● **WORK INSTRUCTIONS**
Could you copy everything from the start of the material down to the line containing "box: [17, 529, 1009, 683]", swapping "rough mask" for "coarse mask" and keeping all else the same? Leave the pictures out of your answer.

DATASET RECORDS Block Start

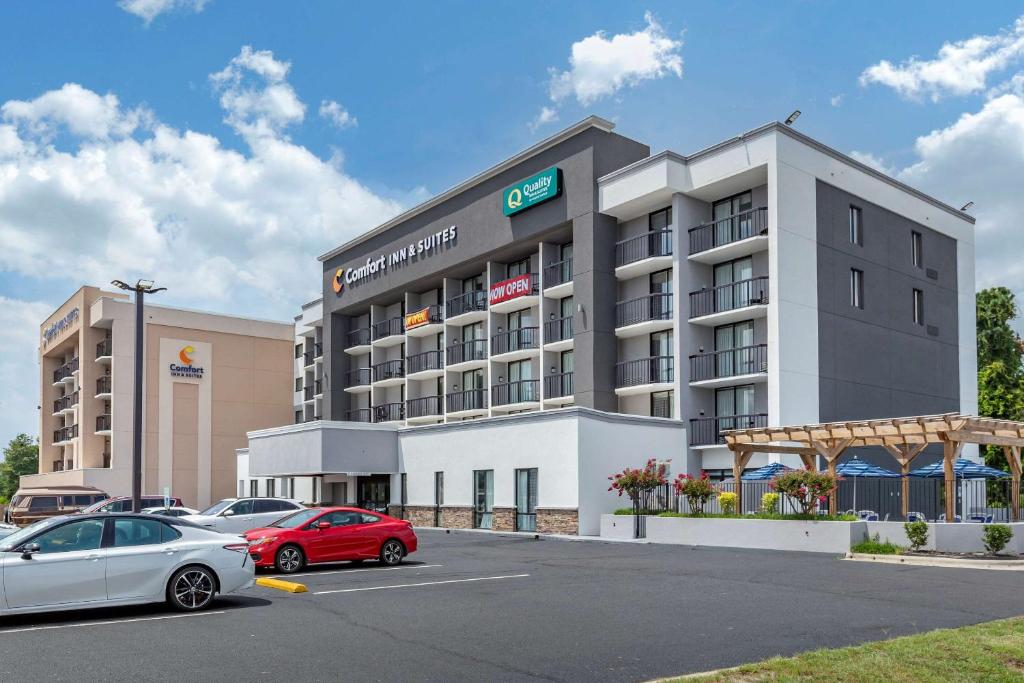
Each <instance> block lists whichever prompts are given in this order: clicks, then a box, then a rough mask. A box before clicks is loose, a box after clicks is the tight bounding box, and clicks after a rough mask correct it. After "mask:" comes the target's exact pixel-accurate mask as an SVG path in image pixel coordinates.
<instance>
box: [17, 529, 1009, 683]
mask: <svg viewBox="0 0 1024 683" xmlns="http://www.w3.org/2000/svg"><path fill="white" fill-rule="evenodd" d="M420 540H421V546H420V548H421V550H420V552H418V553H416V554H415V555H413V556H412V557H410V558H409V561H408V562H407V563H406V564H402V565H400V566H398V567H393V568H384V567H378V566H377V565H376V564H375V563H369V562H368V563H365V564H360V565H352V564H347V563H342V564H337V565H332V566H327V567H324V568H312V569H309V570H306V571H303V572H302V573H301V574H299V575H298V577H297V578H296V579H294V580H295V581H299V582H302V583H304V584H305V585H306V586H307V587H308V589H309V592H308V593H303V594H287V593H283V592H280V591H274V590H271V589H265V588H261V587H255V588H253V589H250V590H247V591H245V592H243V593H240V594H236V595H229V596H225V597H223V598H222V599H221V600H220V601H219V602H218V603H217V604H216V606H215V607H214V608H213V609H212V610H211V611H207V612H200V613H197V614H179V613H177V612H172V611H169V610H167V609H164V608H162V607H159V606H158V607H153V606H151V607H138V608H130V609H99V610H93V611H78V612H66V613H54V614H45V615H26V616H19V617H8V618H4V620H0V679H2V680H75V681H82V680H100V679H101V680H113V681H120V680H125V681H129V680H130V681H134V682H136V683H137V682H138V681H150V680H168V679H174V680H182V681H186V680H187V681H191V680H198V681H237V680H242V679H244V678H248V679H253V680H269V679H278V680H282V679H283V680H289V681H316V680H345V681H374V680H398V681H458V680H467V681H469V680H473V681H480V680H557V681H575V680H588V681H590V680H596V681H639V680H647V679H651V678H655V677H659V676H668V675H672V674H681V673H686V672H693V671H703V670H709V669H716V668H719V667H725V666H730V665H735V664H739V663H742V661H751V660H757V659H761V658H764V657H766V656H770V655H773V654H787V653H793V652H797V651H801V650H805V649H810V648H815V647H822V646H839V645H846V644H852V643H857V642H862V641H865V640H873V639H881V638H888V637H893V636H898V635H904V634H909V633H915V632H919V631H926V630H931V629H935V628H942V627H952V626H961V625H965V624H973V623H977V622H984V621H989V620H993V618H1000V617H1005V616H1011V615H1016V614H1021V613H1024V595H1022V594H1021V592H1020V590H1019V586H1020V573H1018V572H1014V571H982V570H959V569H942V568H931V567H901V566H897V565H872V564H868V563H861V562H847V561H842V560H839V559H838V558H836V557H830V556H826V555H812V554H804V553H776V552H766V551H740V550H727V549H709V548H702V549H692V548H684V547H678V546H654V545H639V544H621V543H620V544H615V543H601V542H592V541H586V542H574V541H562V540H552V539H547V540H544V539H542V540H539V541H538V540H534V539H532V538H521V537H520V538H516V537H509V536H504V537H503V536H493V535H484V533H474V532H453V533H451V535H447V533H444V532H443V531H439V530H432V529H426V530H422V531H420ZM264 575H272V574H264Z"/></svg>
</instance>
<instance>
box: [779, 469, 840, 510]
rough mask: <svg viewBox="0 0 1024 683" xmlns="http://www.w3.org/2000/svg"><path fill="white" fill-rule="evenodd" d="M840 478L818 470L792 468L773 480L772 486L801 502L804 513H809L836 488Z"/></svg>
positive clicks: (799, 503) (784, 493) (831, 492)
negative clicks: (836, 484)
mask: <svg viewBox="0 0 1024 683" xmlns="http://www.w3.org/2000/svg"><path fill="white" fill-rule="evenodd" d="M837 482H838V478H837V477H834V476H833V475H830V474H828V473H827V472H818V471H816V470H790V471H788V472H782V473H781V474H779V475H778V476H776V477H775V478H774V479H772V481H771V487H772V488H773V489H775V490H778V492H781V493H783V494H785V495H786V496H788V497H790V498H793V499H794V500H796V501H797V503H799V504H800V510H801V513H802V514H805V515H809V514H811V512H812V511H813V510H814V506H816V505H817V504H818V503H819V502H821V501H823V500H824V498H825V497H826V496H829V495H831V493H833V492H835V490H836V484H837Z"/></svg>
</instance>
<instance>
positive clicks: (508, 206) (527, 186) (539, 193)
mask: <svg viewBox="0 0 1024 683" xmlns="http://www.w3.org/2000/svg"><path fill="white" fill-rule="evenodd" d="M561 193H562V174H561V172H560V171H559V170H558V168H556V167H554V166H552V167H551V168H549V169H548V170H546V171H541V172H540V173H538V174H537V175H531V176H529V177H528V178H526V179H525V180H520V181H519V182H517V183H515V184H514V185H512V186H511V187H506V188H505V191H504V193H502V210H503V211H504V213H505V215H506V216H512V215H515V214H517V213H519V212H520V211H525V210H526V209H529V208H530V207H535V206H537V205H538V204H542V203H543V202H547V201H548V200H553V199H555V198H556V197H558V196H559V195H561Z"/></svg>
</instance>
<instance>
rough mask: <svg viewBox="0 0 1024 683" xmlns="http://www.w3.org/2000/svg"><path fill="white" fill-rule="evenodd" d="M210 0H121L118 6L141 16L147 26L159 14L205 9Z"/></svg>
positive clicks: (201, 10) (118, 2)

DATASET RECORDS Block End

● **WRITTEN RESPONSE**
Each <instance> block lists whichever prompts are given in this order: clicks, then a box, then a coarse mask. A box before clicks is loose, a box after clicks is the tight bounding box, and clicks after a coarse mask correct it. After "mask:" comes the target's exact pixel-accurate mask as an SVG path in image pixel coordinates.
<instance>
box: [17, 529, 1009, 683]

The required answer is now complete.